This patch is only solving the operational problem of adjusting 
autovacuum_max_workers,  and it does so without introducing complexity.

A proposal that will alleviate the users from the burden of having to think about
autovacuum_max_workers, cost_delay and cost_limit settings will be great.
This patch may be the basis for such dynamic  "auto-tuning" of autovacuum workers.


Regards,

Sami

[4] https://www.postgresql.org/message-id/20240419154322.GA3988554%40nathanxps13


Re: allow changing autovacuum_max_workers without restarting

From
Robert Haas
Date:
On Fri, Apr 19, 2024 at 4:29 PM Nathan Bossart <nathandbossart@gmail.com> wrote:
> I certainly don't want to hold up $SUBJECT for a larger rewrite of
> autovacuum scheduling, but I also don't want to shy away from a larger
> rewrite if it's an idea whose time has come.  I'm looking forward to
> hearing your ideas in your pgconf.dev talk.

Yeah, I suppose I was hoping you were going to tell me the all the
answers and thus make the talk a lot easier to write, but I guess life
isn't that simple. :-)

--
Robert Haas
EDB: http://www.enterprisedb.com



Re: allow changing autovacuum_max_workers without restarting

From
Nathan Bossart
Date:
On Mon, Apr 15, 2024 at 05:41:04PM +0000, Imseih (AWS), Sami wrote:
>> Another option could be to just remove the restart-only GUC and hard-code
>> the upper limit of autovacuum_max_workers to 64 or 128 or something. While
>> that would simplify matters, I suspect it would be hard to choose an
>> appropriate limit that won't quickly become outdated.
> 
> Hardcoded values are usually hard to deal with because they are hidden either
> In code or in docs.

That's true, but using a hard-coded limit means we no longer need to add a
new GUC.  Always allocating, say, 256 slots might require a few additional
kilobytes of shared memory, most of which will go unused, but that seems
unlikely to be a problem for the systems that will run Postgres v18.
·····
(WHAT THIS EXERCISE ASKS)
a - In the autovacuum thread, can you give the passage from "A proposal that" up to and including "of autovacuum workers." again, switching "proposal" to "suggestion"?
b - Could you rewrite the rows below, from their first line up to and including the line with "x=218, y=59", as a Markdown table with the columns Nr and Line, numbering each line and leaving out blank lines?

(RECORDED INFORMATION)
·····
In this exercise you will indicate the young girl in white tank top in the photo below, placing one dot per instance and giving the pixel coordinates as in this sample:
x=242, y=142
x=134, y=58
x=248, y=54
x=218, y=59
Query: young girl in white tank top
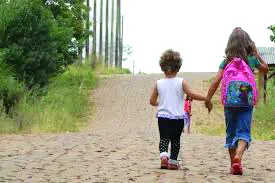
·····
(TASK SOLUTIONS)
a -
A suggestion that will alleviate the users from the burden of having to think about
autovacuum_max_workers, cost_delay and cost_limit settings will be great.
This patch may be the basis for such dynamic  "auto-tuning" of autovacuum workers.

b -
| Nr | Line |
|---|---|
| 1 | In this exercise you will indicate the young girl in white tank top in the photo below, placing one dot per instance and giving the pixel coordinates as in this sample: |
| 2 | x=242, y=142 |
| 3 | x=134, y=58 |
| 4 | x=248, y=54 |
| 5 | x=218, y=59 |